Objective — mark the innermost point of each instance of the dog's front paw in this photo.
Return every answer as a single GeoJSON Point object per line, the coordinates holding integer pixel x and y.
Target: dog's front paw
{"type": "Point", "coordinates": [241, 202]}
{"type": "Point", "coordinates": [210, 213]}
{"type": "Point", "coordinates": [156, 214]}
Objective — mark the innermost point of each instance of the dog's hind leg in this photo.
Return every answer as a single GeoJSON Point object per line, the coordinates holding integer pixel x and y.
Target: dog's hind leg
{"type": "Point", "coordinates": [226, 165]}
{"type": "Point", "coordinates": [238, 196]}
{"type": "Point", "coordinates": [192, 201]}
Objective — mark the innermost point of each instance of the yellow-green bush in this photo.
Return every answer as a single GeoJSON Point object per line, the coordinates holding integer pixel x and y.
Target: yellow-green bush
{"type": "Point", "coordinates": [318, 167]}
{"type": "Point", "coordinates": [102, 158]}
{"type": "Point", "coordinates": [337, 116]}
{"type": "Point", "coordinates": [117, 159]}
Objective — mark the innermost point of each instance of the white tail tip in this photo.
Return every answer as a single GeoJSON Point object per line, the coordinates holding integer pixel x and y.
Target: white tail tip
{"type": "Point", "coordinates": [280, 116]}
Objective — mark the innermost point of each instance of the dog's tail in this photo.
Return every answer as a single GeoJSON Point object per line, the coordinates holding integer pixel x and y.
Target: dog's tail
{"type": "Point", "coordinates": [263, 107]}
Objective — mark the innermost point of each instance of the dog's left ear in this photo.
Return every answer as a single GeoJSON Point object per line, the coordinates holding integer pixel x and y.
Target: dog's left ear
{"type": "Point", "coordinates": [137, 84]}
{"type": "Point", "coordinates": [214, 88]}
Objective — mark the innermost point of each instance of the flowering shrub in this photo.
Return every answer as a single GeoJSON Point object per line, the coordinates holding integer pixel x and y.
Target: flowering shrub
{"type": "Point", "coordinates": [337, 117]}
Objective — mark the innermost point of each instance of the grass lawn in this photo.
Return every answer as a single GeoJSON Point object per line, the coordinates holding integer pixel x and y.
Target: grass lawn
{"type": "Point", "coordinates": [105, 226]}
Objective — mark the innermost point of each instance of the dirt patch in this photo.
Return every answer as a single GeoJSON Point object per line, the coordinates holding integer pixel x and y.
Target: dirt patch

#####

Rewrite all the rows above, switching "innermost" to "central" everywhere it appears and leaving everything else unchanged.

TASK RESULT:
Objective — mark the central point of each instance of the dog's front paw in this photo.
Return every answer as a single GeoJSON Point object per line, the coordinates holding integer pixel x and y.
Target: dog's front paw
{"type": "Point", "coordinates": [241, 202]}
{"type": "Point", "coordinates": [210, 213]}
{"type": "Point", "coordinates": [156, 214]}
Objective — mark the central point of each instance of the dog's hind leg in this photo.
Return every answer as a single GeoJSON Point object per line, the coordinates holding integer pixel x and y.
Target: dog's hind leg
{"type": "Point", "coordinates": [226, 165]}
{"type": "Point", "coordinates": [238, 196]}
{"type": "Point", "coordinates": [192, 201]}
Objective — mark the central point of each instance of the yellow-green bush in this photo.
Return every answer as a single GeoJSON Point object per line, the coordinates holding integer pixel x and y.
Target: yellow-green bush
{"type": "Point", "coordinates": [318, 167]}
{"type": "Point", "coordinates": [102, 158]}
{"type": "Point", "coordinates": [337, 116]}
{"type": "Point", "coordinates": [117, 159]}
Objective — mark the central point of each instance of the white tail tip in this photo.
Return every answer as a single GeoJSON Point object per line, the coordinates holding integer pixel x and y.
Target: white tail tip
{"type": "Point", "coordinates": [280, 116]}
Objective — mark the central point of each instance of the dog's tail in this photo.
Return every answer as a single GeoJSON Point object per line, the coordinates holding integer pixel x and y.
Target: dog's tail
{"type": "Point", "coordinates": [263, 107]}
Objective — mark the central point of each instance of the dog's left ear in this photo.
Return every answer as a single GeoJSON Point object per line, the coordinates holding integer pixel x and y.
Target: dog's left ear
{"type": "Point", "coordinates": [137, 84]}
{"type": "Point", "coordinates": [214, 88]}
Objective — mark the central point of each instance of the flowering shrub in this photo.
Return every answer as a single GeoJSON Point object per line, the coordinates holding integer pixel x and y.
Target: flowering shrub
{"type": "Point", "coordinates": [337, 117]}
Objective — mark the central point of each instance of the grass lawn in this photo.
Return every answer as a single GeoJSON Point object per line, the coordinates holding integer pixel x and y.
Target: grass lawn
{"type": "Point", "coordinates": [105, 226]}
Objective — mark the central point of each instance of the dirt patch in this photo.
Return every answer as a single GeoJSON Point object per line, the coordinates holding integer pixel x and y.
Target: dirt patch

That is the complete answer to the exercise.